▸ **What the task requires**
Retype all of the data. Every line must match exactly.

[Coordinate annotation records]
--*--
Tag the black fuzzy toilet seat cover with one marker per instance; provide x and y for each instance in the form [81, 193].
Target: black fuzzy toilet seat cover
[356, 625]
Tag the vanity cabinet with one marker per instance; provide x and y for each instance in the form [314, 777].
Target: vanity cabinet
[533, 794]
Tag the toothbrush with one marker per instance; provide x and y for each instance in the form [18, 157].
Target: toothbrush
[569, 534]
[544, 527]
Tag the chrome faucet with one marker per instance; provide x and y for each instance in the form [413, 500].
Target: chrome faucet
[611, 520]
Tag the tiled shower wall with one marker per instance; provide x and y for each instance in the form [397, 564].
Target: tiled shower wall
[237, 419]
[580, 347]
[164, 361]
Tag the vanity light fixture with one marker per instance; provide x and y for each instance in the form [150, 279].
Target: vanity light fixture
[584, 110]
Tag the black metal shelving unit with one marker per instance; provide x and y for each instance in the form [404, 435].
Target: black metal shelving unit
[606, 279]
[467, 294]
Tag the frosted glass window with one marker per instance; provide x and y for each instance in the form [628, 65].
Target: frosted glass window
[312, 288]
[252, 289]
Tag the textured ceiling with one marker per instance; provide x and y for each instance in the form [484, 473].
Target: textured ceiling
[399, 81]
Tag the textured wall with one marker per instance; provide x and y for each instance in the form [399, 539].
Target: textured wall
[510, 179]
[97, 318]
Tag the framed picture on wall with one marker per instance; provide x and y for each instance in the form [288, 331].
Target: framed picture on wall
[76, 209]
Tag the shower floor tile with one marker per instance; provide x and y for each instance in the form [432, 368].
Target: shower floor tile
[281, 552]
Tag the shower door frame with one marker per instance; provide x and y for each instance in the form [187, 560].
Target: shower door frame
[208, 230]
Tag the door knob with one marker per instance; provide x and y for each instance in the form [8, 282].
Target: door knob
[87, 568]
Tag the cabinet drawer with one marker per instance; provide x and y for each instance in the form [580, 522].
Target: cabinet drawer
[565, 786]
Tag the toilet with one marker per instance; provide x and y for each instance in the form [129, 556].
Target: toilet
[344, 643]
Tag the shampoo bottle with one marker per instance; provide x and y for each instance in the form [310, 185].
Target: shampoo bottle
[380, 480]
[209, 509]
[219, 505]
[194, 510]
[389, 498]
--*--
▸ **Exercise output**
Tag the black fuzzy toilet seat cover with one marker per instance; provide x and y for each instance in the form [81, 193].
Target: black fuzzy toilet seat cover
[356, 625]
Tag the vanity cabinet with one marker per instance; provide x and y for each instance in the form [314, 777].
Target: vanity cabinet
[533, 794]
Tag the toothbrush with one marker per instance; provide x and y for each instance in the form [18, 157].
Target: toothbrush
[569, 534]
[544, 527]
Tag the chrome faucet with one marker per instance; provide x and y for each instance in the form [413, 500].
Target: chrome faucet
[611, 520]
Tag the tiled shower wall with one marker per instance; provide x and y for each instance in the form [397, 564].
Target: tiled shower wall
[237, 419]
[580, 347]
[164, 361]
Tag the vanity light fixture with one marker per instance; provide x and y for each instance in the form [150, 279].
Target: vanity light fixture
[584, 110]
Tag the black metal shelving unit with one marker per instance; provide x and y for each instance in the form [404, 435].
Target: black metal shelving unit
[606, 279]
[467, 294]
Tag the frosted glass window with one marker per instance; provide x and y for each instance in the form [628, 65].
Target: frosted glass window
[312, 288]
[252, 289]
Tag the textured ceiling with one marker per instance; provide x and y for each instance in the form [484, 473].
Target: textured ceiling
[399, 81]
Tag the textured wall with one marker per instance; provide x and y for each instance in the form [399, 539].
Target: textured wall
[510, 179]
[97, 318]
Tag the framed picture on wall with one marker per instance; provide x and y for each instance in the form [288, 331].
Target: framed picture on wall
[76, 209]
Tag the shower floor tile with one marker per instance; provide x and y for each instance in the form [432, 368].
Target: shower floor tile
[281, 552]
Tag the shower door frame with one marker per instance; provide x and y for each instance in the form [187, 560].
Target: shower door frame
[208, 230]
Tag the door knob with one marker per instance; provide x and y for each instance in the form [8, 282].
Target: door knob
[87, 568]
Tag the cabinet drawer with one marker per instance; provide x and y for each instance in the form [580, 522].
Target: cabinet drawer
[565, 786]
Tag the toilet with one marker per instance; provide x and y for each instance in the form [129, 556].
Target: toilet
[344, 643]
Tag the shampoo bottle with one marker per instance; provide x and y for each instance in the form [310, 185].
Target: shampoo bottle
[380, 480]
[209, 509]
[219, 505]
[194, 510]
[389, 498]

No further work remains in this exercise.